:: Material provided ::

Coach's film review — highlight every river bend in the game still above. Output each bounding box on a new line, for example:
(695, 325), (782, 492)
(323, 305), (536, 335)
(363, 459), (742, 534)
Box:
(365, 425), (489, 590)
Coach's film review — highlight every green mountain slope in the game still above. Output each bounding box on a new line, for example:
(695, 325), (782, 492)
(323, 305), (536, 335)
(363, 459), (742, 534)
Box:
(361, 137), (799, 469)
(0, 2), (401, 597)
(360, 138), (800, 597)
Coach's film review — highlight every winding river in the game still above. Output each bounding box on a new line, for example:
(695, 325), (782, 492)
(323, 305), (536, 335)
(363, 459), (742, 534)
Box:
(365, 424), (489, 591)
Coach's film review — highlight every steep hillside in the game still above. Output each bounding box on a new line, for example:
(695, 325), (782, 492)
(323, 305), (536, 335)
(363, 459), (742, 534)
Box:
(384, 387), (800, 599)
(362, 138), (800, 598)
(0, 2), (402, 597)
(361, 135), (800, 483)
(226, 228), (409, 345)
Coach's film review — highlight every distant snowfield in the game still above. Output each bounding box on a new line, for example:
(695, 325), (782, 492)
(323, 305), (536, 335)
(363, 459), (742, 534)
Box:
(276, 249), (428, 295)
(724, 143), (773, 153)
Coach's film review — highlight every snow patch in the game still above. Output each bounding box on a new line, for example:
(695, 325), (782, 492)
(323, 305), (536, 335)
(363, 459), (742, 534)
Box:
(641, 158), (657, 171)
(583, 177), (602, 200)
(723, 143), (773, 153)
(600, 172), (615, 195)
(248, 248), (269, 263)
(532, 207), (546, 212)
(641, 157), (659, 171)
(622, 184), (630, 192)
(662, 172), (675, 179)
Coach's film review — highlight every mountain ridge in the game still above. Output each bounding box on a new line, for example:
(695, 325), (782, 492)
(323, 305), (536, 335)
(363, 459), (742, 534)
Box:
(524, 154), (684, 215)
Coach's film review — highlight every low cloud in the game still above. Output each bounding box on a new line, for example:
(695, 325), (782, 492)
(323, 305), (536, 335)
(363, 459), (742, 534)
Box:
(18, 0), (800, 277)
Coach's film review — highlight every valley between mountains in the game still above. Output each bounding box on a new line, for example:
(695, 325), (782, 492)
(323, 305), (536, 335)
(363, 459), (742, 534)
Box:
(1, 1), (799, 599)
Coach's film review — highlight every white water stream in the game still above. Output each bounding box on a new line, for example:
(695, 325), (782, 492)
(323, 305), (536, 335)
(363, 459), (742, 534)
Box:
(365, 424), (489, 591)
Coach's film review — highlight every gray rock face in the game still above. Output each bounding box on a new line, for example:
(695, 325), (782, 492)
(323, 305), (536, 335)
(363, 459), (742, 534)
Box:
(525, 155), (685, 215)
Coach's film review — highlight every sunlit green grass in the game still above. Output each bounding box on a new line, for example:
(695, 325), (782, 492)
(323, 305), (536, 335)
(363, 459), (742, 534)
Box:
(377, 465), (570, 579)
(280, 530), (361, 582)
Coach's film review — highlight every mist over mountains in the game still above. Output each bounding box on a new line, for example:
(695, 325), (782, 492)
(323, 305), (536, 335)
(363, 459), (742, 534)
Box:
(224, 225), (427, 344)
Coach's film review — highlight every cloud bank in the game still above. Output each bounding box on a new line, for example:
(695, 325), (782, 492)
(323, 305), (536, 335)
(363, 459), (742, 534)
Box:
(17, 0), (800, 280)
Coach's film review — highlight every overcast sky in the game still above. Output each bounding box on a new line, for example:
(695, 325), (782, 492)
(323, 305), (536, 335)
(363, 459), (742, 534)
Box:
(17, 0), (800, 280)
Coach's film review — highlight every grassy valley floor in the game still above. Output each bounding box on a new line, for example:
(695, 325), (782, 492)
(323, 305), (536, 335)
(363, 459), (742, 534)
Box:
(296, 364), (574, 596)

:::

▸ What you have to do
Copy every record exactly as presented.

▸ Solution below
Coach's film review — highlight every river bend in the game still above. Output each bounding box on a new line, for example:
(695, 325), (782, 492)
(323, 305), (536, 335)
(363, 459), (742, 534)
Box:
(365, 425), (489, 590)
Coach's film review — highlight every green mountain slope in the game still above. Output each bounding box on a new line, for example:
(695, 325), (782, 492)
(323, 305), (536, 335)
(363, 459), (742, 534)
Box:
(361, 137), (799, 469)
(0, 2), (401, 597)
(360, 138), (800, 597)
Coach's film review — highlight every winding river in the game still above. Output each bounding box on a new line, for example:
(695, 325), (782, 492)
(323, 305), (536, 335)
(363, 459), (742, 534)
Box:
(365, 424), (489, 591)
Coach's film review — highlight every steep hillside in the game still above. Output each bounding box on a new line, for example:
(695, 325), (782, 492)
(323, 305), (536, 335)
(363, 459), (742, 534)
Box:
(384, 387), (800, 599)
(362, 138), (800, 598)
(0, 2), (402, 597)
(361, 135), (800, 483)
(226, 228), (409, 345)
Coach's film review — highlight every distant snowfield in the game still above. Output each bounding box on a new line, for example:
(695, 325), (782, 492)
(323, 305), (536, 335)
(363, 459), (742, 534)
Box:
(276, 249), (428, 295)
(724, 143), (773, 153)
Coach's film review — highlight every snow patch in the game still above. Output each bounding box on a new line, for example:
(695, 325), (782, 492)
(323, 305), (536, 335)
(363, 459), (742, 534)
Box:
(641, 158), (657, 171)
(583, 177), (602, 200)
(723, 143), (773, 153)
(600, 172), (615, 195)
(248, 248), (269, 263)
(532, 207), (546, 212)
(641, 157), (659, 171)
(622, 184), (630, 192)
(662, 172), (675, 179)
Coach's film review — highlight every mountain ridge in the game still above. Output each bounding box on a new line, for example:
(695, 325), (782, 492)
(323, 305), (536, 335)
(363, 459), (742, 534)
Box:
(524, 154), (684, 215)
Coach's film review — highlight every low cloud in the game still above. Output each bounding box on a new line, for example:
(695, 325), (782, 492)
(323, 305), (536, 335)
(363, 459), (742, 534)
Box:
(18, 0), (800, 277)
Coach's film review — highlight every valley between mountains in the game still above. Output each bounding box on a new line, for example:
(695, 325), (782, 492)
(323, 305), (536, 335)
(363, 459), (742, 534)
Box:
(1, 1), (799, 599)
Coach's film review — highlight every white water stream in the game still above. Output each bounding box on a new line, for example:
(695, 325), (782, 492)
(323, 305), (536, 335)
(363, 459), (742, 534)
Box:
(365, 424), (489, 591)
Coach's film review — highlight every gray rock face in the game still above. Output each bounding box on a new line, for example:
(695, 325), (782, 492)
(323, 305), (536, 335)
(363, 459), (742, 534)
Box:
(525, 155), (685, 215)
Coach's film review — highlight every sunlit green grass in the game still above. Output each bounding box on a new line, for example:
(695, 325), (782, 492)
(323, 305), (536, 335)
(363, 459), (742, 534)
Box:
(377, 465), (570, 579)
(280, 530), (361, 582)
Coach's film review — highlight every mist over mountains in the game still above. Output each bounding box on a new line, for example:
(695, 325), (782, 492)
(323, 305), (536, 335)
(363, 459), (742, 534)
Box:
(224, 225), (427, 344)
Coach's film review — highlight every cloud bank in the game still above. Output each bounding box on a new line, for example:
(695, 325), (782, 492)
(323, 305), (536, 335)
(363, 459), (742, 534)
Box:
(17, 0), (800, 280)
Coach's film review — highlight every overcast sky in the game still above. Output each bounding box on a new line, for example:
(695, 325), (782, 492)
(323, 305), (536, 335)
(363, 459), (742, 534)
Box:
(17, 0), (800, 280)
Coach's film review — highlight every grassy valley floor in the game still above. Output each bounding box on a new line, for example:
(695, 325), (782, 492)
(323, 305), (536, 335)
(363, 459), (742, 534)
Box:
(296, 364), (574, 596)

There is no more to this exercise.